Stated task:
Extract every line of the entries below, word for word, and leave the pictures out of your answer.

____________________

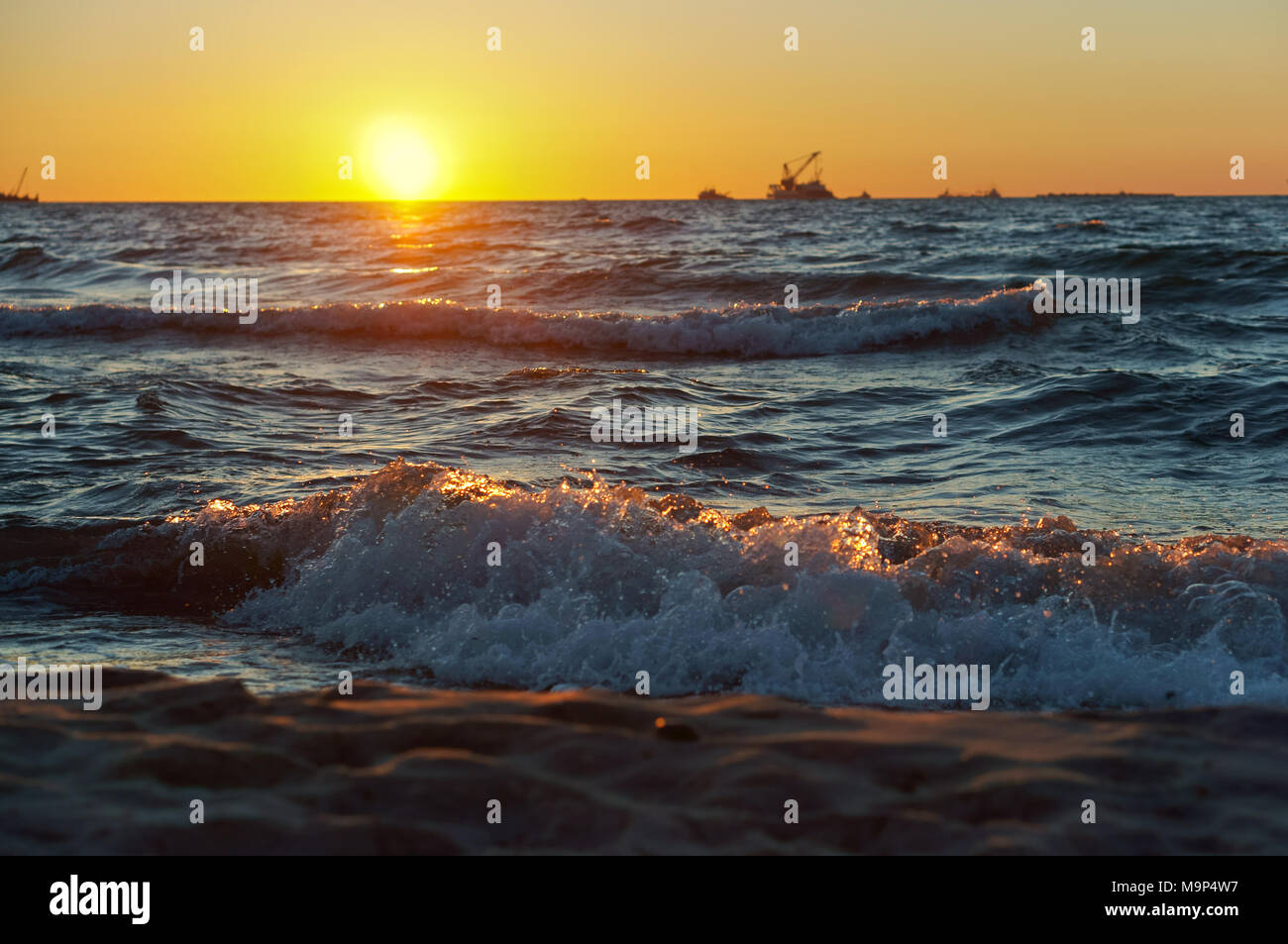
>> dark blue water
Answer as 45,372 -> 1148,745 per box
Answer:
0,197 -> 1288,707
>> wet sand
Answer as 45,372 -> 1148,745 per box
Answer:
0,670 -> 1288,855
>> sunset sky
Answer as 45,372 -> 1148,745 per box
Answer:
0,0 -> 1288,201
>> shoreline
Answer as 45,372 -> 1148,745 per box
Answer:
0,669 -> 1288,855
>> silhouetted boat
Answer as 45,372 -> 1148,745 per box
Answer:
939,187 -> 1002,200
0,167 -> 40,203
765,151 -> 836,200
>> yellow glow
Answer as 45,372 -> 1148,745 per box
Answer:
369,123 -> 438,200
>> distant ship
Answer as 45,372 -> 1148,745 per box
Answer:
939,187 -> 1002,200
0,167 -> 40,203
765,151 -> 836,200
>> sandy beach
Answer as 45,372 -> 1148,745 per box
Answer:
0,670 -> 1288,855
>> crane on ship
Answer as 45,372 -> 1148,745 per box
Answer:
781,151 -> 823,190
765,151 -> 833,200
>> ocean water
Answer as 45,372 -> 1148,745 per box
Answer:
0,197 -> 1288,709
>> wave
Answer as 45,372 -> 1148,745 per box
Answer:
0,461 -> 1288,708
0,288 -> 1052,358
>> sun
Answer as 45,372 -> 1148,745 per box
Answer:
371,124 -> 438,200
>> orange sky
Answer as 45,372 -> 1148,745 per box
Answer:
0,0 -> 1288,200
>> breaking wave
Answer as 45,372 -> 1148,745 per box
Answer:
0,461 -> 1288,708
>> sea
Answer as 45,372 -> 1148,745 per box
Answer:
0,196 -> 1288,711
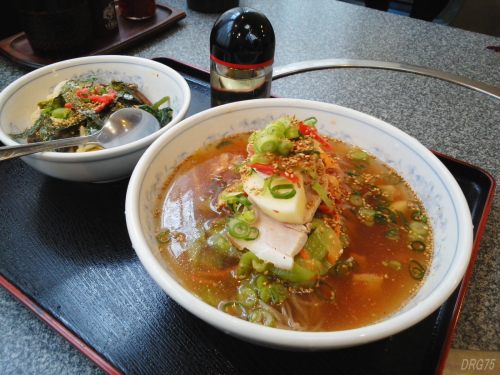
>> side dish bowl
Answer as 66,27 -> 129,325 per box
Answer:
0,56 -> 191,182
126,99 -> 473,350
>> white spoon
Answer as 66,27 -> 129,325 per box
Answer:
0,108 -> 160,160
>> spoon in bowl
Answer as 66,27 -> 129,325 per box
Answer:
0,108 -> 160,160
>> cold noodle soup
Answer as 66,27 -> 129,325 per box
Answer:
154,117 -> 433,331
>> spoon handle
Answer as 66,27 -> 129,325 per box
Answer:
0,135 -> 99,160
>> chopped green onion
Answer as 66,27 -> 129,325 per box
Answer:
238,195 -> 252,207
250,154 -> 274,164
278,141 -> 294,156
384,229 -> 401,241
269,184 -> 297,199
51,108 -> 73,119
312,181 -> 333,208
248,309 -> 276,327
254,134 -> 280,154
411,241 -> 426,253
238,210 -> 257,224
409,221 -> 429,236
270,282 -> 288,303
285,126 -> 299,139
227,219 -> 250,240
408,259 -> 425,280
236,284 -> 259,309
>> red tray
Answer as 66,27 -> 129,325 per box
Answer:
0,58 -> 496,375
0,3 -> 186,69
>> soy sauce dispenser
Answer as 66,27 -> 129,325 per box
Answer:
210,7 -> 276,107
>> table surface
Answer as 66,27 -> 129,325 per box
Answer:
0,0 -> 500,374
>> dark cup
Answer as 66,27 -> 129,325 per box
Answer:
118,0 -> 156,20
17,0 -> 93,58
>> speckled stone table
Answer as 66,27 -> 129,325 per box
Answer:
0,0 -> 500,374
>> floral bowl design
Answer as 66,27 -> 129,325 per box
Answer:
0,55 -> 191,182
126,99 -> 473,350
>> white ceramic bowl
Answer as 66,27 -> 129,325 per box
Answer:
126,99 -> 473,350
0,56 -> 191,182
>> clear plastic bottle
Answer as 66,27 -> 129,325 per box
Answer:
210,7 -> 276,107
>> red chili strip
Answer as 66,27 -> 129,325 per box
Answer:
247,163 -> 300,183
299,122 -> 332,151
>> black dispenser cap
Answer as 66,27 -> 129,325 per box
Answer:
210,7 -> 276,68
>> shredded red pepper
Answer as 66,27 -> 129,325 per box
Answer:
247,163 -> 300,183
76,87 -> 116,113
299,122 -> 332,151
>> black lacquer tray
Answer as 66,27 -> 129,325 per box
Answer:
0,58 -> 496,374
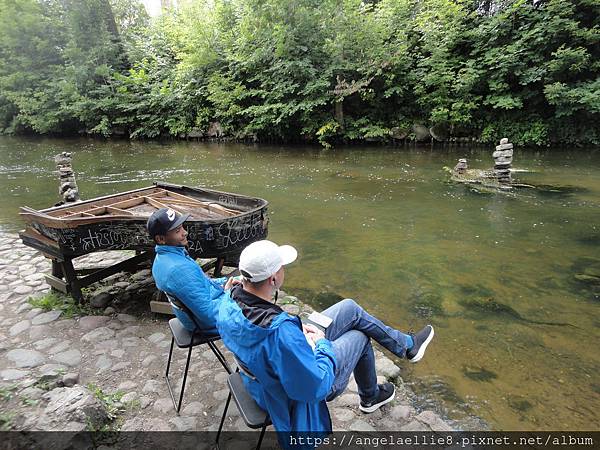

____________________

Result:
>> dark blue water
Answer as 45,372 -> 1148,745 per box
Answer:
0,197 -> 1288,707
>> wet sand
Answer as 45,372 -> 1148,745 per box
Answer:
0,670 -> 1288,855
>> sunset sky
Answer as 45,372 -> 1148,745 per box
Answer:
0,0 -> 1288,201
>> shoreline
Answer as 45,372 -> 1148,745 per box
Answer:
0,669 -> 1288,855
>> silhouetted boat
Answer as 45,372 -> 1148,745 per box
Answer:
939,187 -> 1002,200
0,167 -> 40,203
765,151 -> 836,200
>> yellow glow
Answer as 45,372 -> 1148,745 per box
Answer:
369,123 -> 438,200
>> distant ship
Answer as 45,372 -> 1148,745 per box
Answer:
939,187 -> 1002,200
0,167 -> 40,203
765,151 -> 836,200
>> sandy beach
Answer as 45,372 -> 1148,745 per box
Answer:
0,670 -> 1288,855
>> crane on ship
Answer as 45,372 -> 1148,745 per box
Answer:
781,151 -> 823,190
765,151 -> 833,200
>> ocean water
Answer as 45,372 -> 1148,745 per box
Answer:
0,197 -> 1288,709
>> wave
Answer as 45,372 -> 1148,745 per box
Answer:
0,461 -> 1288,708
0,288 -> 1052,358
>> sun
Answer as 45,372 -> 1148,745 per box
Answer:
371,124 -> 438,200
>> orange sky
Answer as 45,372 -> 1148,745 per box
Answer:
0,0 -> 1288,200
>> breaking wave
Answer as 45,372 -> 1148,745 per box
Answer:
0,461 -> 1288,708
>> sea
Answer as 45,372 -> 1148,745 per box
Answer:
0,196 -> 1288,711
>> side dish bowl
Answer as 66,27 -> 129,325 per box
Answer:
0,56 -> 191,182
126,99 -> 473,350
>> white spoon
Answer as 66,27 -> 129,325 per box
Answer:
0,108 -> 160,160
>> spoon in bowl
Answer as 66,27 -> 129,325 per box
Answer:
0,108 -> 160,160
>> cold noodle soup
Answer as 66,27 -> 129,325 per box
Answer:
154,117 -> 433,331
>> spoon handle
Answer as 66,27 -> 129,325 per box
Answer:
0,135 -> 99,160
>> chopped green onion
Answer as 66,27 -> 129,325 per box
Answer:
238,195 -> 252,207
250,154 -> 274,164
278,141 -> 294,156
384,229 -> 401,241
269,184 -> 297,199
51,108 -> 73,119
312,181 -> 333,208
248,309 -> 276,327
254,134 -> 280,154
411,241 -> 426,253
238,210 -> 257,224
409,221 -> 429,236
270,282 -> 288,303
285,126 -> 299,139
227,219 -> 250,240
408,259 -> 425,280
236,284 -> 259,309
>> red tray
Answer as 66,27 -> 129,325 per box
Answer:
0,58 -> 496,375
0,3 -> 186,69
>> soy sauce dispenser
Answer as 66,27 -> 129,325 per box
Answer:
210,7 -> 276,107
>> table surface
Answer as 66,27 -> 129,325 per box
Answer:
0,0 -> 500,374
>> dark cup
Answer as 66,27 -> 129,325 per box
Answer:
118,0 -> 156,20
17,0 -> 93,58
>> speckled stone table
Answer as 66,27 -> 129,325 per box
Answer:
0,0 -> 500,374
>> floral bowl design
Answer as 66,27 -> 129,325 per box
Answer:
0,55 -> 191,182
126,99 -> 473,350
>> white ceramic bowl
Answer as 66,27 -> 129,325 per box
Answer:
126,99 -> 473,350
0,56 -> 191,182
>> clear plastic bottle
Answer as 66,27 -> 129,325 per box
Answer:
210,7 -> 276,107
>> red chili strip
Answer as 66,27 -> 129,325 per box
Answer:
247,163 -> 300,183
299,122 -> 332,151
>> black dispenser cap
Answer as 66,27 -> 129,325 per box
Answer:
210,7 -> 276,68
>> shredded red pepper
Answer as 66,27 -> 129,325 per box
Answer:
247,163 -> 300,183
76,87 -> 116,113
299,122 -> 332,151
>> black lacquer tray
Answer as 66,27 -> 129,325 per box
Answer:
0,58 -> 496,374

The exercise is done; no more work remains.